Rewrite the listing from its first line through the line containing "[77,231,97,248]", swapping "red sock" for "crimson sock" and leaving everything else as it is.

--- BEGIN RECORD SET ---

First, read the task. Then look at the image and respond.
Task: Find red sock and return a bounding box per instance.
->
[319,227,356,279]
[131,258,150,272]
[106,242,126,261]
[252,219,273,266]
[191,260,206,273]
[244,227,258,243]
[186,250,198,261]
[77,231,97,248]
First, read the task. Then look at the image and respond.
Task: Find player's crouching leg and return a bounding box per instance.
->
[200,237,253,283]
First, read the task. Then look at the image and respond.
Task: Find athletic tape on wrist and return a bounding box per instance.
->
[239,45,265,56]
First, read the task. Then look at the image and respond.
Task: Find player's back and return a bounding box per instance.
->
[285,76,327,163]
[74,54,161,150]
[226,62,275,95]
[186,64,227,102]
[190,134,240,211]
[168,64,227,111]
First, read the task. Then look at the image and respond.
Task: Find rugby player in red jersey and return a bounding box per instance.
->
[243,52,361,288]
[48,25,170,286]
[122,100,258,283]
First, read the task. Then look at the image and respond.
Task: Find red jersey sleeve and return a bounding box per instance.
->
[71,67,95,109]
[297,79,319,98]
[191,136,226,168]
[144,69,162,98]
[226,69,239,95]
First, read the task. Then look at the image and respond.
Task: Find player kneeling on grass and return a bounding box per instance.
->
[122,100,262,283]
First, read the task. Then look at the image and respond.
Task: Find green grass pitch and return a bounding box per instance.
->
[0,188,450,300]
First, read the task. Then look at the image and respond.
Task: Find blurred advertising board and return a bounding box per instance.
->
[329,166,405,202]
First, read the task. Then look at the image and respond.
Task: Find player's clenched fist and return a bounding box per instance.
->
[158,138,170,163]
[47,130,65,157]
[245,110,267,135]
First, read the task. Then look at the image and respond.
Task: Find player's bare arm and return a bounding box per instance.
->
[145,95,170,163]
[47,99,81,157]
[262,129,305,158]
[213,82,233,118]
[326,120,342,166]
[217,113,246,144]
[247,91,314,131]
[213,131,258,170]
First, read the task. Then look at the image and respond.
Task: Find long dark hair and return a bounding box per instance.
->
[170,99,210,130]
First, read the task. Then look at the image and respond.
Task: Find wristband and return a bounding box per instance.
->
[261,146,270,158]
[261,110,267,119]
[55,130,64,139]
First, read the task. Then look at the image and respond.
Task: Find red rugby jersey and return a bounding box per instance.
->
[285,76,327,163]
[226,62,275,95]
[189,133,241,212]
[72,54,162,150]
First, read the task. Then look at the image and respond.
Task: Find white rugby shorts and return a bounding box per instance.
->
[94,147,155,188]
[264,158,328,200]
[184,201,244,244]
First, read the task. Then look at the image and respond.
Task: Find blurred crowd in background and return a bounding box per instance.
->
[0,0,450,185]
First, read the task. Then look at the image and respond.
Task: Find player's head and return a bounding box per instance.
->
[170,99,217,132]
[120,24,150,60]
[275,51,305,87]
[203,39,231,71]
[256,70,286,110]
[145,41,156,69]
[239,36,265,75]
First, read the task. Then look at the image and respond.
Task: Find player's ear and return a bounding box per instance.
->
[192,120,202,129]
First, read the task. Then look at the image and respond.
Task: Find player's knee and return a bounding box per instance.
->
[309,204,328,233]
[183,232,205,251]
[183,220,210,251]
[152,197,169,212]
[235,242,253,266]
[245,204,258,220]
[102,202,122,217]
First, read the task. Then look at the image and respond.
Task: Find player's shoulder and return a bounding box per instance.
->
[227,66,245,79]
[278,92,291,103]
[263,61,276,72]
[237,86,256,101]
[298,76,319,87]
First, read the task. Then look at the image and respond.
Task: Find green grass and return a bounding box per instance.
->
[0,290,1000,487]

--- END RECORD SET ---

» RESULT:
First, read the task. Then look at the image and respond.
Task: Find crimson sock and return a bounding box per instance.
->
[319,227,356,279]
[131,258,150,272]
[106,242,126,261]
[252,219,273,266]
[191,260,206,273]
[244,227,258,243]
[186,250,198,261]
[77,231,97,248]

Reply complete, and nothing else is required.